- _STATED TASK_
Identify every line below that contains the string "officer", and copy each such line in full. Matching is case-sensitive.

Region annotation entries:
==========
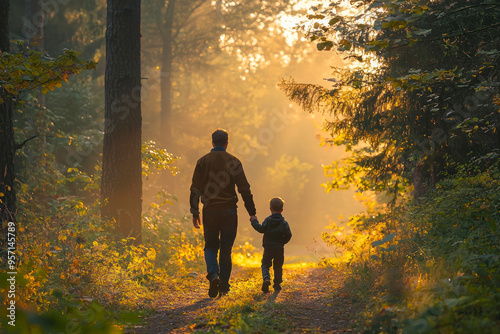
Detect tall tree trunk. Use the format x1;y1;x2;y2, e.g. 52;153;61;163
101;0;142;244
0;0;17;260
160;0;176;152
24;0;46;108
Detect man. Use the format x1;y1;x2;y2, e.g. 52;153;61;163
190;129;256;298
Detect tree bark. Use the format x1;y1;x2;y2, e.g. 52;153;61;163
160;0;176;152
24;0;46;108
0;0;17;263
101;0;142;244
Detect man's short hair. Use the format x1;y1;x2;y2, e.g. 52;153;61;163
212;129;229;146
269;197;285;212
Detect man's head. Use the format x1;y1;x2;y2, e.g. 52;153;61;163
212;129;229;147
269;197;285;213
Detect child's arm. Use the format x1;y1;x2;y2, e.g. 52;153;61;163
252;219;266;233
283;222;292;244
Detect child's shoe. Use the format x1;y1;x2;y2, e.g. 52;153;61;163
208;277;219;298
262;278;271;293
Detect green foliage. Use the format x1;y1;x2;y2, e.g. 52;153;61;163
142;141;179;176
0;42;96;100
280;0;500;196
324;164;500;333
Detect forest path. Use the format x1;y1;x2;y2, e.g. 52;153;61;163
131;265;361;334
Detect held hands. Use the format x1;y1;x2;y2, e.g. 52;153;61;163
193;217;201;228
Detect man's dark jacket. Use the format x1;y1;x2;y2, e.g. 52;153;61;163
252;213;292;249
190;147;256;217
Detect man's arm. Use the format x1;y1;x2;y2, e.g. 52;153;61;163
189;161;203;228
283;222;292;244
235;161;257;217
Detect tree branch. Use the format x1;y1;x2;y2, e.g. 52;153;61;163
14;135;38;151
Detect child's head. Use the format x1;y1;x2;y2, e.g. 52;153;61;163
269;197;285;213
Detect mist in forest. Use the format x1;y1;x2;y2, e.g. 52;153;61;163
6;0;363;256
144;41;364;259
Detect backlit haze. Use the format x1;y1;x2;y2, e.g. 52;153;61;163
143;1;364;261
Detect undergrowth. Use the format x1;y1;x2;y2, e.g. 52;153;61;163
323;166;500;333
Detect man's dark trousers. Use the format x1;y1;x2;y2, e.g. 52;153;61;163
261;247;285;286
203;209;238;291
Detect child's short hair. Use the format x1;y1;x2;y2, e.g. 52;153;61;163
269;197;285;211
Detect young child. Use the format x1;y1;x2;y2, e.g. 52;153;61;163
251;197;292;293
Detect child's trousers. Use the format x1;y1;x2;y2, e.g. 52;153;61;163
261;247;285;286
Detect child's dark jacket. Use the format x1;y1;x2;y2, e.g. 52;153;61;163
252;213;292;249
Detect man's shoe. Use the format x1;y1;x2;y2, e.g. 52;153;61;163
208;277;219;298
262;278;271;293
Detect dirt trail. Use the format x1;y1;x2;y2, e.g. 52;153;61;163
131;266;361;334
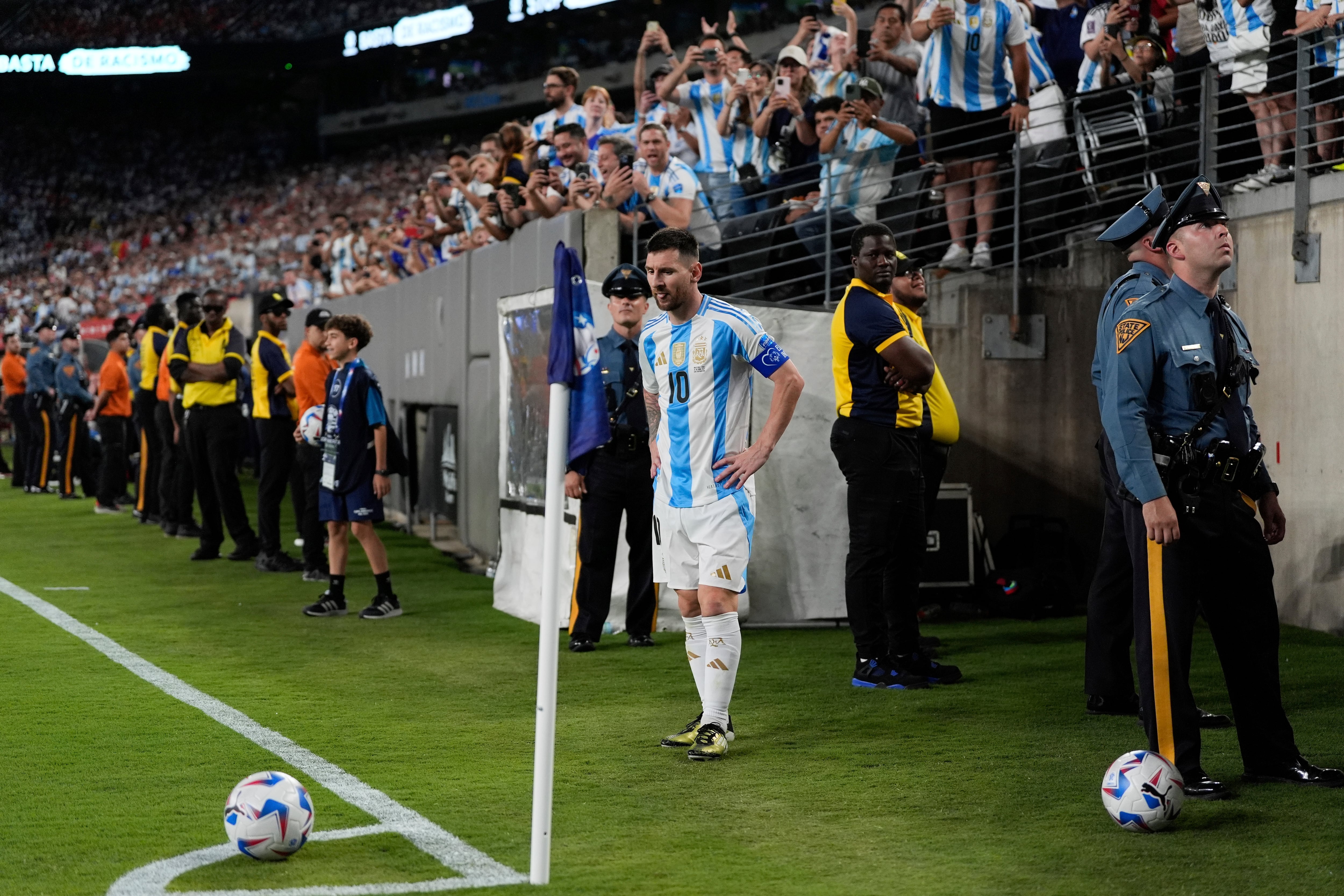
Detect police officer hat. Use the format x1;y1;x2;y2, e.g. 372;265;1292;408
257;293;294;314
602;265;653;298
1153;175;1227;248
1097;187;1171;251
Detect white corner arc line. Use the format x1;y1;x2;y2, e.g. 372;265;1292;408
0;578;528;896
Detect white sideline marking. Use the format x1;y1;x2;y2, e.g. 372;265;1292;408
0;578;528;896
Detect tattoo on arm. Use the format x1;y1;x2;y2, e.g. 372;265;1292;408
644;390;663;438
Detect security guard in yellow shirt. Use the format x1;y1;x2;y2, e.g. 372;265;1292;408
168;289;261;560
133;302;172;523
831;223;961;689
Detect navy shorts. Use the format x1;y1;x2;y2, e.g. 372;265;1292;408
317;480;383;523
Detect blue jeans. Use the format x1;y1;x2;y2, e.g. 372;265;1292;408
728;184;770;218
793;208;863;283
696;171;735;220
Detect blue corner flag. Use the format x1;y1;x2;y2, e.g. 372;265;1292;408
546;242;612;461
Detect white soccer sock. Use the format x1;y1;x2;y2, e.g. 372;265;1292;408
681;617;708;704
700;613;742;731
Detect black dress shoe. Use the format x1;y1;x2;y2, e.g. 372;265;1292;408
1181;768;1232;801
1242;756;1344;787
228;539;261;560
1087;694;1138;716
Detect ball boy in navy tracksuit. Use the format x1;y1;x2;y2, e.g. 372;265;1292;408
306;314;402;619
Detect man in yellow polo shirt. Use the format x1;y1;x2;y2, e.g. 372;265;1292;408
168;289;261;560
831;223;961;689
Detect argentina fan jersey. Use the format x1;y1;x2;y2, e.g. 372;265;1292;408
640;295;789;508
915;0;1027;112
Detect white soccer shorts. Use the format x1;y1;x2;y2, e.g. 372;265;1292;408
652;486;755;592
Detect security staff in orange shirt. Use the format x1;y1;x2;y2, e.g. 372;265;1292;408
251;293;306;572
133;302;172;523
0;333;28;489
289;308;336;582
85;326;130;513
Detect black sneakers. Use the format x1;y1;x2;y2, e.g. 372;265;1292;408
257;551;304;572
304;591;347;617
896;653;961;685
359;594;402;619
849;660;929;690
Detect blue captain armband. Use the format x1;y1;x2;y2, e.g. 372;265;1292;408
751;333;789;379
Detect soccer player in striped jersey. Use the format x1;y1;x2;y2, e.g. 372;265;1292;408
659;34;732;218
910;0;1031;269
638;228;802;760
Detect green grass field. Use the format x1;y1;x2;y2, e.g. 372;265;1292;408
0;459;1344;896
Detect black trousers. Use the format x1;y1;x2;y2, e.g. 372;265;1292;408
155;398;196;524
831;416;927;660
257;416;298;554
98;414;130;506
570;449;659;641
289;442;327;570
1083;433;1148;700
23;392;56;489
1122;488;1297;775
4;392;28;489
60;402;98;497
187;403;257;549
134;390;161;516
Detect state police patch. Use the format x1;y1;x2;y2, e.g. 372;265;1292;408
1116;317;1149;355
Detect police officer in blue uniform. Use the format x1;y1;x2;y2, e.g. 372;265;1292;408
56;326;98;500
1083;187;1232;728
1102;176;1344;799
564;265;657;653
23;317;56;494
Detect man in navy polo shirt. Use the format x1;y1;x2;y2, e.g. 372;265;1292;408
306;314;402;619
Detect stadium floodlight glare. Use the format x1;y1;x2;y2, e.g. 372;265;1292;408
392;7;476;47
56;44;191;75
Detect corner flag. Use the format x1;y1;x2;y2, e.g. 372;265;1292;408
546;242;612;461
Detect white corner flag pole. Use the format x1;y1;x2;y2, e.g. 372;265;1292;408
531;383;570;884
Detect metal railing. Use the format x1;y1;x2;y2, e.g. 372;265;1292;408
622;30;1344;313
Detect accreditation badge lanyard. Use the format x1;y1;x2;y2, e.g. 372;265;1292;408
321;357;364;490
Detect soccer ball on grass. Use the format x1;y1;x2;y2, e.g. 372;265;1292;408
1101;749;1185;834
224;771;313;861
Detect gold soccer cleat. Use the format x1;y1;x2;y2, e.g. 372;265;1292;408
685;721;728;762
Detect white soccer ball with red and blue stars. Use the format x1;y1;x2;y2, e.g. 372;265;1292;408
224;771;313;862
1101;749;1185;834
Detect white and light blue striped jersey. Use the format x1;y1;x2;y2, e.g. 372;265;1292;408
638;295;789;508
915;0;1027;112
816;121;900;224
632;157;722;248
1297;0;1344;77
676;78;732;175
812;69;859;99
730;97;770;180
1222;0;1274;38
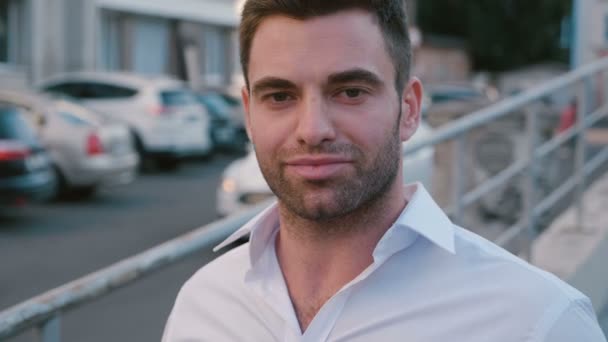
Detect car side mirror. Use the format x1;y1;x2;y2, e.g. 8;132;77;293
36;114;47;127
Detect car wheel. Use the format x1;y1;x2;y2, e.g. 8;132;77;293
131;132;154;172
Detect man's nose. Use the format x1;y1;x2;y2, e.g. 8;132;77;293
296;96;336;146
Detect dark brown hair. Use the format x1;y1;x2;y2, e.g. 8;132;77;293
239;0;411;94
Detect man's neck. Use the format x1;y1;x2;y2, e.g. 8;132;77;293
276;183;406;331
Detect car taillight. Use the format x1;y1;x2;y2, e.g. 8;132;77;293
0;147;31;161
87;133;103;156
==========
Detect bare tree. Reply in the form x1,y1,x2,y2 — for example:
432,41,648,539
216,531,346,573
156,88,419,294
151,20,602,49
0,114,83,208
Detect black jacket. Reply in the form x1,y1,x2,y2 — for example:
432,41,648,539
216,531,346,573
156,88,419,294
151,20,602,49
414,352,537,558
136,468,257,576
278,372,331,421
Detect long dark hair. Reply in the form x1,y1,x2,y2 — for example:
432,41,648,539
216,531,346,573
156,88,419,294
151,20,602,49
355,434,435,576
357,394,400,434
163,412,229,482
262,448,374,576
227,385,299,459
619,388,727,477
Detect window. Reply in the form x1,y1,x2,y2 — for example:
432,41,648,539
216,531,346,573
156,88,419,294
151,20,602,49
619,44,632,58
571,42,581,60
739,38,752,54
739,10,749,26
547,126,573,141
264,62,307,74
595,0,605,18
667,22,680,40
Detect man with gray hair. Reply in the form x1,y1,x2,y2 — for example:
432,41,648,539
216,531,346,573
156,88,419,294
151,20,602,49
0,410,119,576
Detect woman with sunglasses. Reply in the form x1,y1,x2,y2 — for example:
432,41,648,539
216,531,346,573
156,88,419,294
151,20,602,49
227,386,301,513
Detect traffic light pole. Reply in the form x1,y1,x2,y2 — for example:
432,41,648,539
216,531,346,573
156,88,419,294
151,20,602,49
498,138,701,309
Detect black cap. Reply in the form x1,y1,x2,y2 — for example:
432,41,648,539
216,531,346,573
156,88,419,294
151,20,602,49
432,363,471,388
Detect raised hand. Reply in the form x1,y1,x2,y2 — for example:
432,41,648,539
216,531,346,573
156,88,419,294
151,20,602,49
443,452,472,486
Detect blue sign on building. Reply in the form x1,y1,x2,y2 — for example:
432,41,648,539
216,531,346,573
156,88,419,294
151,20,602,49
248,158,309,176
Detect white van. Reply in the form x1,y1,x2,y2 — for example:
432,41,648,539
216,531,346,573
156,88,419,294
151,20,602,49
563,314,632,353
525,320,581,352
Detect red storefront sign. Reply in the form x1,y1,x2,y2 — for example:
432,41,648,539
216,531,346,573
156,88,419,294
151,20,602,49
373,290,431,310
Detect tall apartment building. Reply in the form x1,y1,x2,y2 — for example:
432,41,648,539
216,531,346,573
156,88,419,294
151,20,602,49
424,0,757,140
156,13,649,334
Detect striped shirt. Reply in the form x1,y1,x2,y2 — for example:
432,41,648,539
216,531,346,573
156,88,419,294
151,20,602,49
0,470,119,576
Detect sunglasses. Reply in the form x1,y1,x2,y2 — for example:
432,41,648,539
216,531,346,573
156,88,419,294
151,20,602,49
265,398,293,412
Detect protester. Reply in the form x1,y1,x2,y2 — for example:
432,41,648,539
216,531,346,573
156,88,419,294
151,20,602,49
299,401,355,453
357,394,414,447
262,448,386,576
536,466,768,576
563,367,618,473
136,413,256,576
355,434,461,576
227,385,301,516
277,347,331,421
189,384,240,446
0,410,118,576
==========
- _ANSWER FOR THIS EXERCISE_
Detect police officer hat. Use the format x1;y1;x2;y2, e.g. 372;265;1292;408
Detect police officer in blue uniform. Use the format x1;y1;x2;y2, e.g. 372;265;1292;408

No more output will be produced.